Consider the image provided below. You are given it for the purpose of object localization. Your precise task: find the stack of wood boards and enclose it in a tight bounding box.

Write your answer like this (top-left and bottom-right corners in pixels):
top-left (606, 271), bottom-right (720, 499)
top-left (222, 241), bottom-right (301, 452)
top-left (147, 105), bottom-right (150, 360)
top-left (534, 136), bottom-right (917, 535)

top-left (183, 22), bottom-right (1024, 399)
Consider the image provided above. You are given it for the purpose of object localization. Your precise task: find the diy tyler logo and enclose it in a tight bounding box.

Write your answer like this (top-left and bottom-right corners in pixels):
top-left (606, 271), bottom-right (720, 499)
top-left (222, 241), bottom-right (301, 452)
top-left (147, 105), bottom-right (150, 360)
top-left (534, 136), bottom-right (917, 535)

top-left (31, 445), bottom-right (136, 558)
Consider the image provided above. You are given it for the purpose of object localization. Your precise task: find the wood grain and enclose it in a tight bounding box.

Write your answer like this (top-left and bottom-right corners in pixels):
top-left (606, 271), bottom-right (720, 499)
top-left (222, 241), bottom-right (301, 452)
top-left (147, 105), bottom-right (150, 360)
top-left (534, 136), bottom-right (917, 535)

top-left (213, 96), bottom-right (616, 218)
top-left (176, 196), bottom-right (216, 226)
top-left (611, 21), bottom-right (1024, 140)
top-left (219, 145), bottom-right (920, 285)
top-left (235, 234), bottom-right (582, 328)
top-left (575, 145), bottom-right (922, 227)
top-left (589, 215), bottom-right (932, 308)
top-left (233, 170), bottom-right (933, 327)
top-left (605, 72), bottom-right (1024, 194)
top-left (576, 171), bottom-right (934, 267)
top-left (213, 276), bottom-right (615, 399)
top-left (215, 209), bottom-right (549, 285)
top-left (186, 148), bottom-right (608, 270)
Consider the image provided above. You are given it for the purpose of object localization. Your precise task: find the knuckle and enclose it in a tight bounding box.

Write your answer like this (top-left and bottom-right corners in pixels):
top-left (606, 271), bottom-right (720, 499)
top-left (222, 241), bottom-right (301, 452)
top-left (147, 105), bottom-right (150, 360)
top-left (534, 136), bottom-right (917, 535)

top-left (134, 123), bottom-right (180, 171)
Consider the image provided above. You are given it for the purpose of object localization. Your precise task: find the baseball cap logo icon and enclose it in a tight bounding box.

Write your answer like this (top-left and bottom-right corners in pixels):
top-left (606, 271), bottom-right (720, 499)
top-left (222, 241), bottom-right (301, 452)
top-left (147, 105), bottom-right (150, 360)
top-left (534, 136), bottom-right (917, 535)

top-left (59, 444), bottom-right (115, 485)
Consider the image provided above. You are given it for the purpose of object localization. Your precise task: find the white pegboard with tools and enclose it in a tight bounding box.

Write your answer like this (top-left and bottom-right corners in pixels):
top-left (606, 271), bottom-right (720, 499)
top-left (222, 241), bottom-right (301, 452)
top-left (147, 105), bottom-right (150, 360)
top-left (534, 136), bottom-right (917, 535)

----

ACTIVITY
Reproduce the listing above exactly, in its entirety.

TASK RESPONSE
Consider the image provided below. You are given it for the purpose of object localization. Your precise task: find the stack of wood boards and enclose it in a tight bounding box.

Write your answer like this (top-left and bottom-right corners in pixels):
top-left (606, 271), bottom-right (720, 499)
top-left (222, 241), bottom-right (301, 452)
top-left (147, 105), bottom-right (150, 360)
top-left (534, 136), bottom-right (917, 535)

top-left (183, 22), bottom-right (1024, 399)
Consider the image provided above. You are given it for the purpose of object localization. Your precise task: find the diy tyler logo and enclose it in a tight bounding box.

Write your answer like this (top-left and bottom-right corners in pixels):
top-left (606, 271), bottom-right (720, 499)
top-left (222, 241), bottom-right (301, 452)
top-left (147, 105), bottom-right (150, 360)
top-left (534, 136), bottom-right (917, 535)

top-left (31, 445), bottom-right (136, 558)
Consider the image provided above. You are given it for the purpose of object localization. Your precise task: find the wood grain and enclose it in a tight bounding box.

Write your answer like this (top-left and bottom-right corners in pixels):
top-left (606, 271), bottom-right (720, 499)
top-left (222, 241), bottom-right (301, 452)
top-left (147, 105), bottom-right (150, 360)
top-left (534, 136), bottom-right (917, 535)

top-left (213, 96), bottom-right (616, 218)
top-left (176, 196), bottom-right (216, 226)
top-left (611, 21), bottom-right (1024, 140)
top-left (219, 145), bottom-right (920, 285)
top-left (235, 234), bottom-right (582, 328)
top-left (575, 145), bottom-right (922, 227)
top-left (589, 215), bottom-right (932, 308)
top-left (233, 170), bottom-right (933, 327)
top-left (605, 72), bottom-right (1024, 194)
top-left (576, 171), bottom-right (934, 267)
top-left (213, 276), bottom-right (615, 399)
top-left (215, 209), bottom-right (549, 285)
top-left (186, 148), bottom-right (608, 270)
Consider the image provided above. You are given it for the purpose of object localization. Your precise task: find the knuckle and enclose it in a tight bounding box.

Write your answer like this (top-left and bottom-right corners in pixels):
top-left (606, 271), bottom-right (720, 499)
top-left (222, 241), bottom-right (301, 452)
top-left (147, 105), bottom-right (150, 360)
top-left (534, 136), bottom-right (917, 535)

top-left (134, 123), bottom-right (180, 171)
Consider the image provided above. You are given it for the purpose of object localization. Your precise task: find the baseball cap logo icon and enclose it in a tight bounding box.

Write your answer like this (top-left and bottom-right corners in pixels):
top-left (606, 271), bottom-right (720, 499)
top-left (222, 241), bottom-right (301, 452)
top-left (147, 105), bottom-right (150, 360)
top-left (534, 136), bottom-right (917, 535)

top-left (59, 444), bottom-right (115, 485)
Consider the image provided above. You are given it for the purpose of object localization. Your precise task: find the white pegboard with tools and enclose it in a tight bounding box.

Write your answer like this (top-left and bottom-right corners in pixels):
top-left (606, 271), bottom-right (720, 499)
top-left (222, 241), bottom-right (301, 452)
top-left (147, 105), bottom-right (150, 360)
top-left (534, 136), bottom-right (917, 535)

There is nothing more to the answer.